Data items
========================

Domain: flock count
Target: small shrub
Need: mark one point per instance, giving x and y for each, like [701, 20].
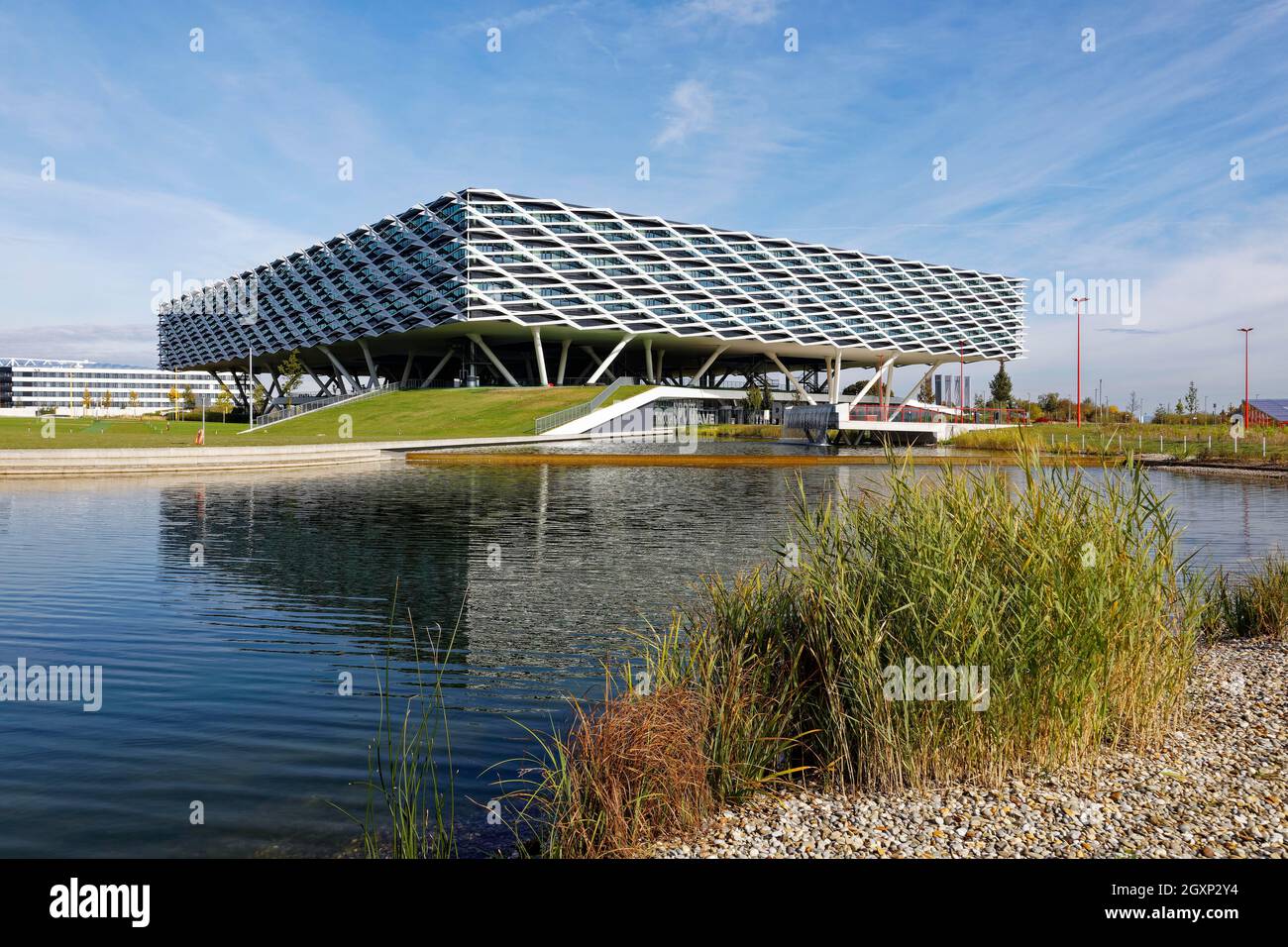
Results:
[1249, 604]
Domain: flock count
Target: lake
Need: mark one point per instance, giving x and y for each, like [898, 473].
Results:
[224, 609]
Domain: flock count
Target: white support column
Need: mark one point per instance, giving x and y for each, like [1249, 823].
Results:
[905, 402]
[603, 367]
[563, 360]
[490, 356]
[241, 386]
[344, 372]
[373, 380]
[322, 386]
[697, 377]
[541, 356]
[871, 381]
[437, 368]
[809, 398]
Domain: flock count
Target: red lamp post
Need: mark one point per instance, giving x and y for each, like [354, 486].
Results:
[1247, 420]
[1080, 300]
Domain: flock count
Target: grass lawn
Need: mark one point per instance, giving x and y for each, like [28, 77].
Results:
[1188, 441]
[437, 412]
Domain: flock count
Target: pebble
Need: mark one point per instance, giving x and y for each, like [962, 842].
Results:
[1214, 789]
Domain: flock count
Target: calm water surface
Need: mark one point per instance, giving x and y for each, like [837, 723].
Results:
[220, 681]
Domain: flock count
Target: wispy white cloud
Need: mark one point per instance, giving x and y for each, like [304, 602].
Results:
[691, 110]
[80, 263]
[746, 12]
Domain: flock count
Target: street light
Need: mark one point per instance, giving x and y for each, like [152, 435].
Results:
[1080, 300]
[1247, 421]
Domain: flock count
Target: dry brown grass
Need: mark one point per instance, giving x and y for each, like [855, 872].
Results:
[630, 771]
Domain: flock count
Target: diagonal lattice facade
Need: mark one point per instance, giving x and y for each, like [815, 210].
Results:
[483, 260]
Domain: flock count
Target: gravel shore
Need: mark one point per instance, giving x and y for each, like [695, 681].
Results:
[1215, 789]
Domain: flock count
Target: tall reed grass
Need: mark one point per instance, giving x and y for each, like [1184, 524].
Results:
[1249, 604]
[1070, 591]
[411, 805]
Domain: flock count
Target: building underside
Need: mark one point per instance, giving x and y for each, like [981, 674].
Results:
[482, 287]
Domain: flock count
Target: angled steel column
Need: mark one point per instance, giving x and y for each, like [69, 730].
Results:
[603, 367]
[373, 379]
[800, 389]
[905, 402]
[871, 381]
[697, 377]
[541, 356]
[593, 359]
[490, 356]
[437, 368]
[563, 360]
[344, 372]
[322, 386]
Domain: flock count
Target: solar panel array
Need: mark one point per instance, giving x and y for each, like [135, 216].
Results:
[1275, 407]
[483, 254]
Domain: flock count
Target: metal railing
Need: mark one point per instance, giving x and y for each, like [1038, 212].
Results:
[978, 415]
[571, 414]
[284, 414]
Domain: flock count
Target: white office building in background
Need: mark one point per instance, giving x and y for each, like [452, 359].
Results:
[31, 384]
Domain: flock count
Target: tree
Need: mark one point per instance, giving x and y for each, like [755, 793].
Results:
[292, 369]
[224, 402]
[1192, 399]
[1000, 388]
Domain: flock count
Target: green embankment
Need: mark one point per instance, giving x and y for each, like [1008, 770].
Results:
[437, 412]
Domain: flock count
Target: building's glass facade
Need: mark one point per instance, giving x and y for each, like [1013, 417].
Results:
[31, 382]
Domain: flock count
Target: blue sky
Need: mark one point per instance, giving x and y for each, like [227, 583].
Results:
[1108, 165]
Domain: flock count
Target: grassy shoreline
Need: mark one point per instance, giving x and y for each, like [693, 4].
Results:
[429, 414]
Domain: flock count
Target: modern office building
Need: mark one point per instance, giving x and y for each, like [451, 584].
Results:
[31, 384]
[1273, 411]
[487, 287]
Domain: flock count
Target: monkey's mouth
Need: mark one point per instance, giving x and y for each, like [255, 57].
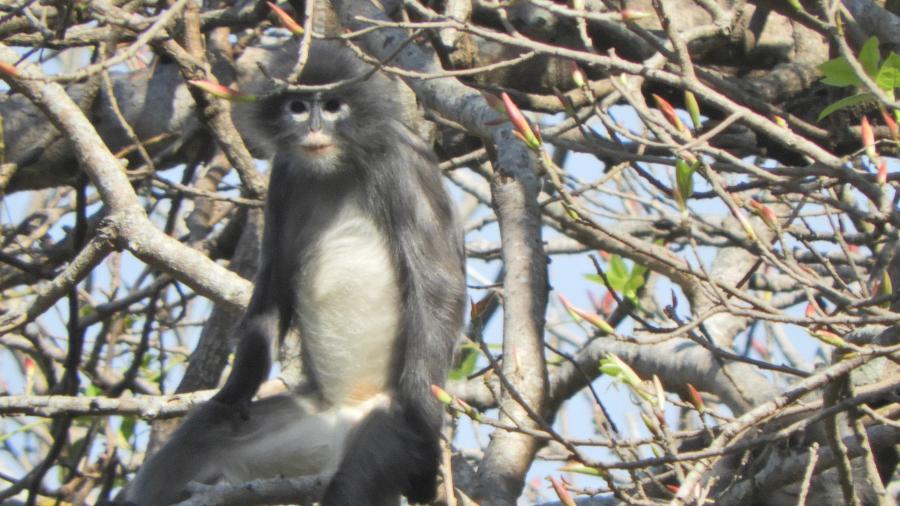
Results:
[317, 149]
[317, 144]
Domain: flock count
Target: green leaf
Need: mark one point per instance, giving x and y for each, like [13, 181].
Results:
[837, 72]
[869, 57]
[846, 102]
[684, 177]
[888, 76]
[635, 283]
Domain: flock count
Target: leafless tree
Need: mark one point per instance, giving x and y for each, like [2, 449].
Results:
[737, 226]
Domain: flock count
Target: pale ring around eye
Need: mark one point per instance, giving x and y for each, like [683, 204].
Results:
[296, 107]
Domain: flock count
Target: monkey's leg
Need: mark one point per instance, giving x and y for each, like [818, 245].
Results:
[384, 454]
[285, 435]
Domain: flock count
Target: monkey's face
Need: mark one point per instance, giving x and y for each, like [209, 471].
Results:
[315, 122]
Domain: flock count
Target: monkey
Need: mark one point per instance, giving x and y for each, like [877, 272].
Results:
[361, 253]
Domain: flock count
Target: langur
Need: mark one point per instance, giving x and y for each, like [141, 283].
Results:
[362, 255]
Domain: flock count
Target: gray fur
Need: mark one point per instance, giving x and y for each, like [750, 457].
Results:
[373, 188]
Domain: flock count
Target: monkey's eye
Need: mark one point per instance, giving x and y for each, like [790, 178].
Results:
[333, 105]
[296, 107]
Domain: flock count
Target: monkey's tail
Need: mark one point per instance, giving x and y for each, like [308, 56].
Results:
[388, 454]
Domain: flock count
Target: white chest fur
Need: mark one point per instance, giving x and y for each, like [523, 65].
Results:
[349, 308]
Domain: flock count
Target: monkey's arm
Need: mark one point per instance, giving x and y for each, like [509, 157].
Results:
[261, 325]
[398, 449]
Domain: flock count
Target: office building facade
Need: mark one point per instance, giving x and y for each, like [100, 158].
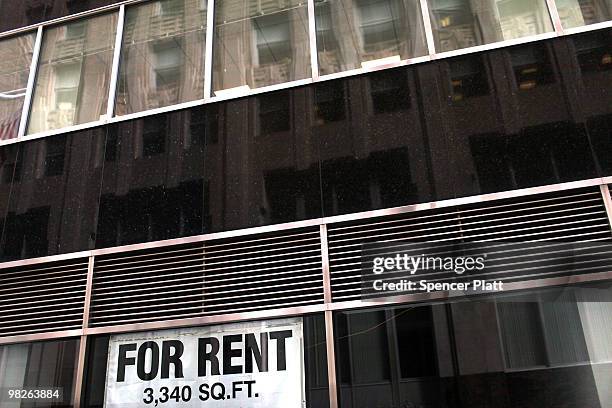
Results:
[199, 169]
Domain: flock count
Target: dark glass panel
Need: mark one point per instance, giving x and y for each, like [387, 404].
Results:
[315, 356]
[17, 14]
[44, 365]
[526, 130]
[468, 78]
[263, 168]
[54, 199]
[531, 351]
[330, 101]
[389, 91]
[532, 66]
[389, 150]
[153, 187]
[9, 172]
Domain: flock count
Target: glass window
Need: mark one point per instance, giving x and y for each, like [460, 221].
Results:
[466, 23]
[259, 43]
[544, 350]
[532, 67]
[74, 74]
[15, 60]
[39, 365]
[162, 56]
[356, 33]
[576, 13]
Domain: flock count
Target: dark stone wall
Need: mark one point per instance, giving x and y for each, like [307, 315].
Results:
[517, 117]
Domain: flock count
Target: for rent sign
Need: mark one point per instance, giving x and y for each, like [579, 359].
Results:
[253, 364]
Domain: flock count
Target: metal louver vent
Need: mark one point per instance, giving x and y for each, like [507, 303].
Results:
[230, 275]
[576, 216]
[42, 297]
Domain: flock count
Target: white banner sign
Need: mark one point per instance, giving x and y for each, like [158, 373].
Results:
[252, 364]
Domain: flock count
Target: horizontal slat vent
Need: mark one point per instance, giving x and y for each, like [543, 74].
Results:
[42, 297]
[576, 216]
[232, 275]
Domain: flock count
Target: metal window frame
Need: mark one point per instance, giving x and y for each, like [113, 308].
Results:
[119, 7]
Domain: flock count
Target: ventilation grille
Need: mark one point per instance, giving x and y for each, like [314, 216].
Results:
[208, 278]
[553, 220]
[42, 297]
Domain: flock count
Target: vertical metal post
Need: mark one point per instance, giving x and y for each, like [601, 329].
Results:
[112, 91]
[27, 100]
[431, 45]
[329, 324]
[327, 295]
[312, 34]
[605, 195]
[80, 374]
[331, 359]
[208, 49]
[80, 371]
[554, 16]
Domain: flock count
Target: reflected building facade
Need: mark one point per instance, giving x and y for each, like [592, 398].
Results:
[144, 219]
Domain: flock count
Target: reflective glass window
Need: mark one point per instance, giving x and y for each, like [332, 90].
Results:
[15, 60]
[466, 23]
[162, 55]
[73, 74]
[543, 350]
[43, 365]
[259, 43]
[576, 13]
[359, 33]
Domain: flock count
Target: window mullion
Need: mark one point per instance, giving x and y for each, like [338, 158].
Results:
[27, 101]
[208, 51]
[431, 45]
[114, 79]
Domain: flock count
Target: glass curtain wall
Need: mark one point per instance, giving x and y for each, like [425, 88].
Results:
[577, 13]
[357, 33]
[466, 23]
[162, 55]
[259, 43]
[15, 60]
[74, 73]
[542, 350]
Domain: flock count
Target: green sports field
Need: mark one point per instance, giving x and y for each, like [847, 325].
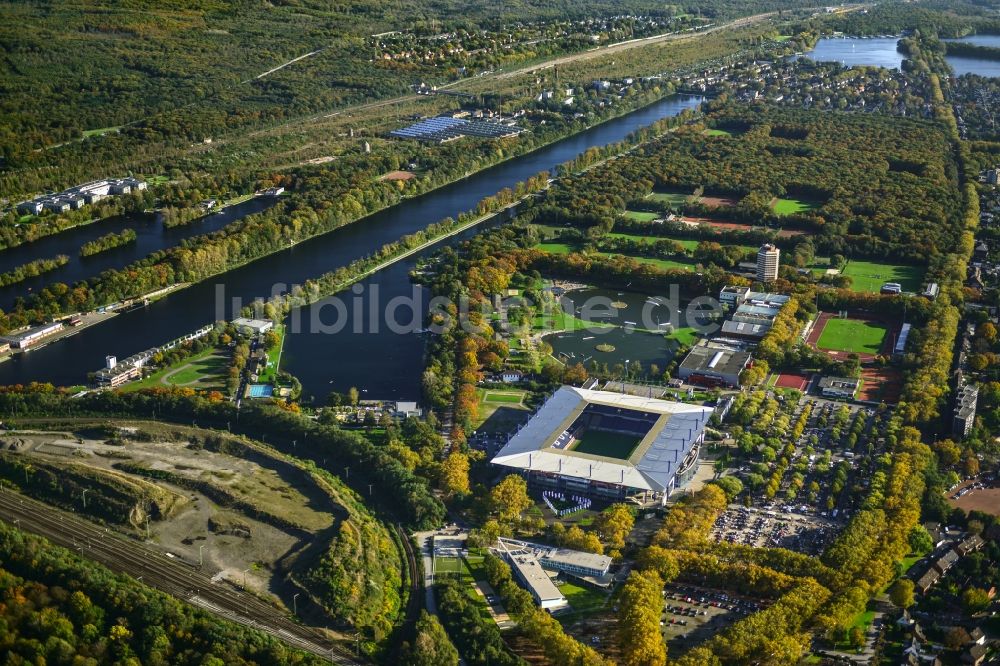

========================

* Exercise description:
Pick out every line in the records above that contains the word "post", and copy each of those lines in full.

* Task result:
Target: red lamp post
Target: vertical metal post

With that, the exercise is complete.